■ **THE TASKS**
• A. Could you duplicate the forum thread on building a man box below, word for word and in full?
• B. Can you find every line in the records below that contains the word "wing", treating case as significant, and copy each of those lines in full?
ARTICLE start
# Building a man box



## Sandstorm (Apr 5, 2021)

Hey guys, been laid up in bed for the past few days with some kind of flu junk, but watched this on YouTube and found it enjoyable. I thought some of you might as well and wanted to share. Cheers.


----------



## Tag (Jun 11, 2014)

Interesting video, hope you feel better


----------



## Roll Fast (Sep 19, 2021)

Nice. Those man boxes are handy. 
I like his "workshop".
Hope you are up and around soon!


----------



## Slingshot28 (Feb 15, 2021)

I have to much manliness to fit in one box, that's why my basement is filled with stuff!
Also feel better soon


----------



## Sandstorm (Apr 5, 2021)

Lol hey thanks for the well wishes guys. I think another day of rest and hydration and I’ll be back to normal. I don’t know what that stuff was but dang, everyone take their Flinstones vitamins because it hit me like a freight train. Today I was able to file some natties a bit but then had to lay down again. 
It would be cool to find one of those old P.O. combination doors, wouldn’t it?!


----------



## Slide-Easy (Aug 16, 2020)

The you might like this...maybe not.


----------



## Sandstorm (Apr 5, 2021)

Slide-Easy said:


> The you might like this...maybe not.
ARTICLE end
DATA FOR THIS EXERCISE start
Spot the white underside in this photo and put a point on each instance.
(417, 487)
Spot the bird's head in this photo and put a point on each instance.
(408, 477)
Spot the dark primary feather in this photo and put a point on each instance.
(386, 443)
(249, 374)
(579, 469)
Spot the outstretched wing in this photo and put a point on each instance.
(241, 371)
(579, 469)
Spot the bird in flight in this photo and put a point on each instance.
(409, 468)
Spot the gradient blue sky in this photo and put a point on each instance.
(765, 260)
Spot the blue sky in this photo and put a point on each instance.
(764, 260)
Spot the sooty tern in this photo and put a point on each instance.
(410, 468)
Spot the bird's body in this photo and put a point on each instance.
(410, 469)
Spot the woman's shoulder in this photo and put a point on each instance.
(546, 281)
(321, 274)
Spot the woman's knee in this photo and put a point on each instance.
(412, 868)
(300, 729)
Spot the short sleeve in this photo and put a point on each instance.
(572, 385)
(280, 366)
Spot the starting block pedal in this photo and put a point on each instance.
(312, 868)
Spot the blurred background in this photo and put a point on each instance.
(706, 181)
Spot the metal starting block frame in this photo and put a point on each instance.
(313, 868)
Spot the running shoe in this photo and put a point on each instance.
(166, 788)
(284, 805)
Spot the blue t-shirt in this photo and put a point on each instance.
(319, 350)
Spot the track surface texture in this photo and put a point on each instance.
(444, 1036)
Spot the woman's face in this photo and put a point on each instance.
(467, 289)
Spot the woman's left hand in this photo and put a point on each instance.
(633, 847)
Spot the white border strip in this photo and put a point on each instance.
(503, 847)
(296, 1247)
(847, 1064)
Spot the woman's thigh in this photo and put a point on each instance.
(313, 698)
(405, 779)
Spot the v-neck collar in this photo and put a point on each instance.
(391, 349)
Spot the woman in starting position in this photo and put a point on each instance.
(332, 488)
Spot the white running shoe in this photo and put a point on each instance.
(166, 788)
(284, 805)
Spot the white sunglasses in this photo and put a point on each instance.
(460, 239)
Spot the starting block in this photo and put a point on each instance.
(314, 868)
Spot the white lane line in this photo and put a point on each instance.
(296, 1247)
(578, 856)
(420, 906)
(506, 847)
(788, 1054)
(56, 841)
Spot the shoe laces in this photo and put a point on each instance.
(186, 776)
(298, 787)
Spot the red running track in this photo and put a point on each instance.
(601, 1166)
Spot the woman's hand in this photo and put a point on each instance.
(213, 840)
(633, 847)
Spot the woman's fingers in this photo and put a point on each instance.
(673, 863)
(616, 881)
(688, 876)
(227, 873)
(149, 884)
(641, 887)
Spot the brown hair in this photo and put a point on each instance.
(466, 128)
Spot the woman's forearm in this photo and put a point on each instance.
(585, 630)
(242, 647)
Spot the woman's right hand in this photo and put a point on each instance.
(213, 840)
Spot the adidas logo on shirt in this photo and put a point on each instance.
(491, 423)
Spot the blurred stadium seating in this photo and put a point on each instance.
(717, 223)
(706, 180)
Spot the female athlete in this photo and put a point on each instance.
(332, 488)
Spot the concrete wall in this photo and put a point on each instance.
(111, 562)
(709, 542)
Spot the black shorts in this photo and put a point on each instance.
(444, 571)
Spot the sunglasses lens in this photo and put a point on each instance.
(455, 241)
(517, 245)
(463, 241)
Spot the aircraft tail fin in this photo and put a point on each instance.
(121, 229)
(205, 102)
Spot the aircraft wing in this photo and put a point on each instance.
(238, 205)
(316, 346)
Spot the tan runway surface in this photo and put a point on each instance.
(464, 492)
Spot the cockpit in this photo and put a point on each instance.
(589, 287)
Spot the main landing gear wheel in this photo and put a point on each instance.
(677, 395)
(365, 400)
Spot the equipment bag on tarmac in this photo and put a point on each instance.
DATA FOR THIS EXERCISE end
■ **ANSWER SET**
• A.
# Building a man box



## Sandstorm (Apr 5, 2021)

Hey guys, been laid up in bed for the past few days with some kind of flu junk, but watched this on YouTube and found it enjoyable. I thought some of you might as well and wanted to share. Cheers.


----------



## Tag (Jun 11, 2014)

Interesting video, hope you feel better


----------



## Roll Fast (Sep 19, 2021)

Nice. Those man boxes are handy. 
I like his "workshop".
Hope you are up and around soon!


----------



## Slingshot28 (Feb 15, 2021)

I have to much manliness to fit in one box, that's why my basement is filled with stuff!
Also feel better soon


----------



## Sandstorm (Apr 5, 2021)

Lol hey thanks for the well wishes guys. I think another day of rest and hydration and I’ll be back to normal. I don’t know what that stuff was but dang, everyone take their Flinstones vitamins because it hit me like a freight train. Today I was able to file some natties a bit but then had to lay down again. 
It would be cool to find one of those old P.O. combination doors, wouldn’t it?!


----------



## Slide-Easy (Aug 16, 2020)

The you might like this...maybe not.


----------



## Sandstorm (Apr 5, 2021)

Slide-Easy said:


> The you might like this...maybe not.

• B.
Spot the outstretched wing in this photo and put a point on each instance.
Spot the aircraft wing in this photo and put a point on each instance.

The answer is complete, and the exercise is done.